Stop Making The Temple A Marketplace!

We call the church “God’s House.” In Jesus’ day people called the Jerusalem Temple, God’s House. They said it was the house of God! It was the place where God chose to dwell among his people. The Bible tells us in the middle of the Jerusalem Temple was a room called Holy of Hollies. In that room was the ark of the covenant. Above the ark was God’s Spirit.

The Jerusalem Temple was called “holy.” In Hebrew word for holy is “qadosh.” It means set apart or separated. The opposite of holy is “profane” or “common.” So, the temple was a holy place because it had been set aside as the dwelling place of God and nothing else.

Because the temple was holy, people took the time to make a pilgrimage to the temple for holy days. Jesus and his disciples were no different. When the Feast of Passover approached they made their way to the Temple. The holy place set apart for praising and worshipping God.

fullsizeoutput_14b24.jpeg

When they entered God’s house, Jesus didn’t find what he expected. He expected to hear Hymns being sung. He expected to see rabbis teaching the Scriptures. He expected to see people kneeling in prayer. He expected to smell incense and burnt offerings to God. He expected the Temple to be full of people worshipping God.

*Material shown*.
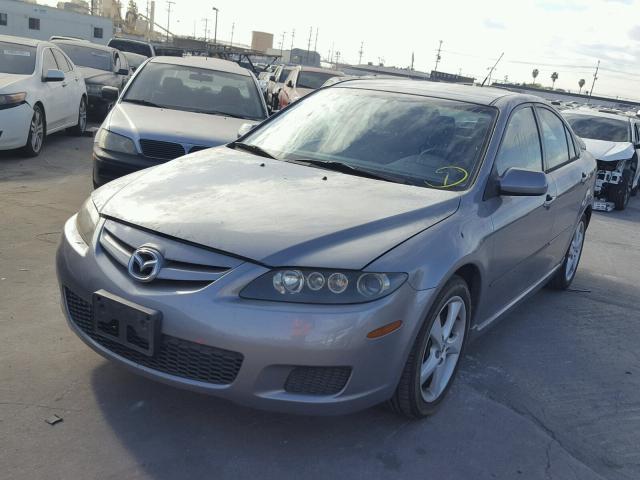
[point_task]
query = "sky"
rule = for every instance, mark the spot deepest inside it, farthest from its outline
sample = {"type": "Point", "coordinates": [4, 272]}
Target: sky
{"type": "Point", "coordinates": [567, 37]}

*Problems*.
1) Revise the passage of the Temple sermon between "We call the" and "was God’s Spirit.", inclusive, replacing "ark" with "chest".
2) Carry on the Temple sermon from where it stops.

*Task-by-task outputs*.
1)
We call the church “God’s House.” In Jesus’ day people called the Jerusalem Temple, God’s House. They said it was the house of God! It was the place where God chose to dwell among his people. The Bible tells us in the middle of the Jerusalem Temple was a room called Holy of Hollies. In that room was the chest of the covenant. Above the chest was God’s Spirit.

2)
That isn’t what he found. Instead of prayers, he heard the clanging of cow bells, the bleating of sheep, and the clanking of coins. Instead people kneeling in prayer, he saw buying, selling, making deals and trading. Instead of the nice smells of incense and burnt offerings, he found the foul smells of sweaty animal and of sheep and ox dirt.

Instead of worshippers, he found people cheating and stealing. The sights, sounds, and smells Jesus faced were those of the marketplace not of the temple. Marketplace’s atmosphere had taken over the temple. If it was no longer separated from the world; it was no longer holy.

Jesus couldn’t take it. He cleaned it up and make it holy. He drove out the people and their animals. He turned over tables of the money changers. And he said, “Stop making my Father’s house a marketplace.”

What Jesus did was very significant and radical. People believed the temple was holy and Jesus said it wasn’t. They wondered, “Who is he to do that? What authority did he have to make that kind of a statement? Only God can decide that the temple was no longer holy.”

So, they asked him, “What sign can you show us for doing this?” Jesus said, “Destroy this temple and in three days I will raise it up.” This amazed those who were listening. It had taken 46 years to build the temple, and it wasn’t finished yet. How could he rebuild it in three days?

The Jerusalem Temple was destroyed just as Jesus predicted. It has not been rebuilt to this day. But Jesus’ prediction did come true. The temple he was speaking of was his body. God dwelt in him. They destroyed his body just as he said. And three days later he was raised up. So, Christ’s death and resurrection changed everything.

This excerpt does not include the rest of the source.